Data records
..............................

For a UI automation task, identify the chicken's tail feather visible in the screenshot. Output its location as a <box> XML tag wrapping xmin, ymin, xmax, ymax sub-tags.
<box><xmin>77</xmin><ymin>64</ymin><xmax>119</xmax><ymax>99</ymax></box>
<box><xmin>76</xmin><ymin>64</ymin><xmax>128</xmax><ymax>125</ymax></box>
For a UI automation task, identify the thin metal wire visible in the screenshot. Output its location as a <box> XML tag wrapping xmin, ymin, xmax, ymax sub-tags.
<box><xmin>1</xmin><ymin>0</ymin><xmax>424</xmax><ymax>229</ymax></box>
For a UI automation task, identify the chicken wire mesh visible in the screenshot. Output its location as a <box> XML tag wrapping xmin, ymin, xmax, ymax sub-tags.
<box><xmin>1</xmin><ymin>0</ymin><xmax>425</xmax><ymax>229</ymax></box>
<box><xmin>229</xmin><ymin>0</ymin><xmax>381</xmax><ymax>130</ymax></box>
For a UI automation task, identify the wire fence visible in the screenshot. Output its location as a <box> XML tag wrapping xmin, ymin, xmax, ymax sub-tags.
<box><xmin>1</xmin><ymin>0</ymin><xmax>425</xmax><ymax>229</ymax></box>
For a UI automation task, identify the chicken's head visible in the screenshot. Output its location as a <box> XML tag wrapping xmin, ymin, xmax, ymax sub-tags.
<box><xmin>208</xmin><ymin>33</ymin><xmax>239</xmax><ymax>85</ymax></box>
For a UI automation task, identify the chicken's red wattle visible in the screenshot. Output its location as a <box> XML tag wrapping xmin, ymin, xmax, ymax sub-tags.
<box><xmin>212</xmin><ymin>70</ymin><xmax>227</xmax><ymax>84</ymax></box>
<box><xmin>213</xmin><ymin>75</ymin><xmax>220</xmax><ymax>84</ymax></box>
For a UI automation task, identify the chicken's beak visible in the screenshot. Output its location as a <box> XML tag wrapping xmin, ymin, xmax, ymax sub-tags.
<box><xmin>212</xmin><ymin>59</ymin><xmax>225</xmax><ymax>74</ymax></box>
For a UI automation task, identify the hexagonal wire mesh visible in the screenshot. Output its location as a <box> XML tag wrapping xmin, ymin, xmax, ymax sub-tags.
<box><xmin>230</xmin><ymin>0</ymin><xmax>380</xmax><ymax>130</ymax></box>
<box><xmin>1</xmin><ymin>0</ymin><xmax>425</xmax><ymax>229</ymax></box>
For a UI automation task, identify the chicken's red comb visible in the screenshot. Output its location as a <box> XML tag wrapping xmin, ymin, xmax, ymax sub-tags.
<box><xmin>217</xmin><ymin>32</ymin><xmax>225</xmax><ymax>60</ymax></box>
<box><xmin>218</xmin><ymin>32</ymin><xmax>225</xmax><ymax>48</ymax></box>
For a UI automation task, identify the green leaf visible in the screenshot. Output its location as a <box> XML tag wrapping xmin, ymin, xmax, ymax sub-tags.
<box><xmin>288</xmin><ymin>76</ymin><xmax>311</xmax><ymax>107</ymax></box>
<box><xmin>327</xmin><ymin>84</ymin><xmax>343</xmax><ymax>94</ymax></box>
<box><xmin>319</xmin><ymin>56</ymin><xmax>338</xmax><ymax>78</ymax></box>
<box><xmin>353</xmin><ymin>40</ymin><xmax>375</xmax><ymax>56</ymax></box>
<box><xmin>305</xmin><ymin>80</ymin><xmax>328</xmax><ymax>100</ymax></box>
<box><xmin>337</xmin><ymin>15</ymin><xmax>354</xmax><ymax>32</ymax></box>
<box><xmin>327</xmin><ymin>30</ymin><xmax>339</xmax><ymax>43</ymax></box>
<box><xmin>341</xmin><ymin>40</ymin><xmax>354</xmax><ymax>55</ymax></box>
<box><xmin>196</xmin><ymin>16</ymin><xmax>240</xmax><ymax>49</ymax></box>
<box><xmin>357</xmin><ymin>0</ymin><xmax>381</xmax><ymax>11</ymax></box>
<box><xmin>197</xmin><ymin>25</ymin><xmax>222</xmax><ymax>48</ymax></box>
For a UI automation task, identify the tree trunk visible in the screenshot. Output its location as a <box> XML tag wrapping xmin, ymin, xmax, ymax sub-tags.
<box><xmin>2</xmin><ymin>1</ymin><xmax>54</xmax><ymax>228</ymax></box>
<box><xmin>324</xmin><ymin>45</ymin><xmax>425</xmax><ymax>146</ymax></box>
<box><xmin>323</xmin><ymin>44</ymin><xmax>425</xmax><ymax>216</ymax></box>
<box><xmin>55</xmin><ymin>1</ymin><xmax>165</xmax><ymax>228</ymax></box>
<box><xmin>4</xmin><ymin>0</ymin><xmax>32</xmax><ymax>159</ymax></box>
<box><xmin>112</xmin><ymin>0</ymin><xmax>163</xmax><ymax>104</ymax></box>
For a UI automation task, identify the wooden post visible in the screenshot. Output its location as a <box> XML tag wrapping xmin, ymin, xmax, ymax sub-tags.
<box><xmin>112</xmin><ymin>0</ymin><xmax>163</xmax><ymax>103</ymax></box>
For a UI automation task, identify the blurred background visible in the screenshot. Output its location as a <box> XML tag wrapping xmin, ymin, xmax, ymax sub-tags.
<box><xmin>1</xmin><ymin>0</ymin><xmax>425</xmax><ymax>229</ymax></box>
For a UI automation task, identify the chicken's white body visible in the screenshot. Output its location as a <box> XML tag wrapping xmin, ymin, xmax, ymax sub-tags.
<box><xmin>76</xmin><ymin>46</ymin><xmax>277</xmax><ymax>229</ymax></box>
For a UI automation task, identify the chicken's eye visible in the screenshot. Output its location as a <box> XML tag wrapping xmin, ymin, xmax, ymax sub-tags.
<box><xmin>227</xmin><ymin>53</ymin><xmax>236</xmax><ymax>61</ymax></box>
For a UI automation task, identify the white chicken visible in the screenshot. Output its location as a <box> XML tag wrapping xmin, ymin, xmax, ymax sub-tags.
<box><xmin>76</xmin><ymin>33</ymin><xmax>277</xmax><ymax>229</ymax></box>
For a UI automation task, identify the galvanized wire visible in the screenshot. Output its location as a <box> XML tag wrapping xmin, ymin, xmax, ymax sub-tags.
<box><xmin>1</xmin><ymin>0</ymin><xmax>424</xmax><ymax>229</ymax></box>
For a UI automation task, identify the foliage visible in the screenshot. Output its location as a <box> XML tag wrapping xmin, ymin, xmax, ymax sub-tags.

..............................

| Exercise description |
Print every record above exactly as it appears.

| Answer space |
For a UI automation task, identify the chicken's tail feather visible in the screenshot. Output its location as a <box> XML tag wrapping xmin, ymin, xmax, ymax sub-tags.
<box><xmin>77</xmin><ymin>64</ymin><xmax>119</xmax><ymax>99</ymax></box>
<box><xmin>76</xmin><ymin>64</ymin><xmax>128</xmax><ymax>125</ymax></box>
For a UI automation task, identify the thin metal wire visible in the screenshot. Output its location as a <box> XML tag wrapping xmin, ymin, xmax, ymax sub-tags.
<box><xmin>1</xmin><ymin>0</ymin><xmax>424</xmax><ymax>229</ymax></box>
For a UI automation task, identify the chicken wire mesh visible in the screenshot. Output its location as a <box> XML tag wrapping xmin, ymin, xmax, ymax sub-tags.
<box><xmin>1</xmin><ymin>0</ymin><xmax>425</xmax><ymax>229</ymax></box>
<box><xmin>229</xmin><ymin>0</ymin><xmax>381</xmax><ymax>130</ymax></box>
For a UI automation task, identify the wire fence visible in the screenshot. Output its location as a <box> XML tag wrapping xmin, ymin, xmax, ymax sub-tags.
<box><xmin>1</xmin><ymin>0</ymin><xmax>425</xmax><ymax>229</ymax></box>
For a UI automation task, identify the chicken's head visible in the screenshot. Output its location as a <box> XML tag wrapping xmin, ymin, xmax, ymax sub-tags.
<box><xmin>208</xmin><ymin>33</ymin><xmax>239</xmax><ymax>85</ymax></box>
For a UI automation task, identify the chicken's red wattle visible in the screenshot. Output its location as a <box> XML tag wrapping xmin, ymin, xmax, ymax sub-tags.
<box><xmin>212</xmin><ymin>70</ymin><xmax>227</xmax><ymax>84</ymax></box>
<box><xmin>213</xmin><ymin>75</ymin><xmax>220</xmax><ymax>84</ymax></box>
For a UI automation task, identify the chicken's beak visible in the screenshot. Output its location as a <box> XML tag wrapping xmin, ymin, xmax, ymax sub-tags.
<box><xmin>212</xmin><ymin>59</ymin><xmax>225</xmax><ymax>74</ymax></box>
For a UI automation task, identify the hexagonal wire mesh visible in the screenshot. Output its location as a <box> XML tag wrapping xmin, ymin, xmax, ymax sub-tags.
<box><xmin>230</xmin><ymin>0</ymin><xmax>380</xmax><ymax>130</ymax></box>
<box><xmin>1</xmin><ymin>0</ymin><xmax>425</xmax><ymax>229</ymax></box>
For a UI automation task, identify the chicken's red comb visible in the screenshot. Output its location as a <box> XML tag wrapping xmin, ymin, xmax, ymax sub-tags.
<box><xmin>217</xmin><ymin>32</ymin><xmax>225</xmax><ymax>60</ymax></box>
<box><xmin>218</xmin><ymin>32</ymin><xmax>225</xmax><ymax>48</ymax></box>
For a UI automation task, identify the green leaf visible in the screenshot. Output its location as a <box> XML tag wrapping xmin, ymin, xmax, ymax sub-tags.
<box><xmin>288</xmin><ymin>76</ymin><xmax>311</xmax><ymax>107</ymax></box>
<box><xmin>327</xmin><ymin>84</ymin><xmax>343</xmax><ymax>94</ymax></box>
<box><xmin>319</xmin><ymin>56</ymin><xmax>338</xmax><ymax>78</ymax></box>
<box><xmin>353</xmin><ymin>40</ymin><xmax>375</xmax><ymax>56</ymax></box>
<box><xmin>305</xmin><ymin>80</ymin><xmax>328</xmax><ymax>100</ymax></box>
<box><xmin>337</xmin><ymin>15</ymin><xmax>354</xmax><ymax>32</ymax></box>
<box><xmin>327</xmin><ymin>30</ymin><xmax>339</xmax><ymax>43</ymax></box>
<box><xmin>341</xmin><ymin>40</ymin><xmax>354</xmax><ymax>55</ymax></box>
<box><xmin>196</xmin><ymin>16</ymin><xmax>240</xmax><ymax>49</ymax></box>
<box><xmin>357</xmin><ymin>0</ymin><xmax>381</xmax><ymax>11</ymax></box>
<box><xmin>197</xmin><ymin>25</ymin><xmax>222</xmax><ymax>48</ymax></box>
For a UI automation task, identify the tree trunk visible in the screenshot. Output its location as a <box> XML tag wrapping xmin, ymin, xmax, ymax sub-tags.
<box><xmin>2</xmin><ymin>1</ymin><xmax>54</xmax><ymax>228</ymax></box>
<box><xmin>324</xmin><ymin>45</ymin><xmax>425</xmax><ymax>146</ymax></box>
<box><xmin>323</xmin><ymin>44</ymin><xmax>425</xmax><ymax>216</ymax></box>
<box><xmin>55</xmin><ymin>1</ymin><xmax>165</xmax><ymax>228</ymax></box>
<box><xmin>4</xmin><ymin>0</ymin><xmax>32</xmax><ymax>159</ymax></box>
<box><xmin>112</xmin><ymin>0</ymin><xmax>163</xmax><ymax>104</ymax></box>
For a UI automation task, identify the wooden post visible in the screenshot. Output its location as a <box> XML tag wrapping xmin, ymin, xmax, ymax sub-tags.
<box><xmin>112</xmin><ymin>0</ymin><xmax>163</xmax><ymax>103</ymax></box>
For a UI automation task, identify the blurred background visible in the screenshot. Output its location as a <box> XML tag wrapping xmin, ymin, xmax, ymax sub-tags.
<box><xmin>1</xmin><ymin>0</ymin><xmax>425</xmax><ymax>229</ymax></box>
For a UI automation task, identify the chicken's white body visible in the screenshot. Output its location as a <box> XML tag wrapping xmin, ymin, xmax, ymax sub-tags.
<box><xmin>76</xmin><ymin>46</ymin><xmax>277</xmax><ymax>229</ymax></box>
For a UI automation task, identify the chicken's eye visible in the screenshot. Output its location as a <box> XML tag wrapping xmin, ymin, xmax, ymax sub-tags.
<box><xmin>227</xmin><ymin>53</ymin><xmax>236</xmax><ymax>61</ymax></box>
For a UI automation task, identify the white chicken visible in the screenshot. Output its location as a <box> XML tag wrapping xmin, ymin, xmax, ymax sub-tags.
<box><xmin>76</xmin><ymin>33</ymin><xmax>277</xmax><ymax>229</ymax></box>
For a UI automation task, identify the galvanized wire visible in the screenshot. Output its location as a <box> XML tag wrapping xmin, ymin, xmax, ymax sub-tags.
<box><xmin>1</xmin><ymin>0</ymin><xmax>424</xmax><ymax>229</ymax></box>
For a UI automation task, identify the foliage visible in the screenshot. Output its location as a <box> XML tag wrapping xmin, ymin, xmax, ymax sub-tags.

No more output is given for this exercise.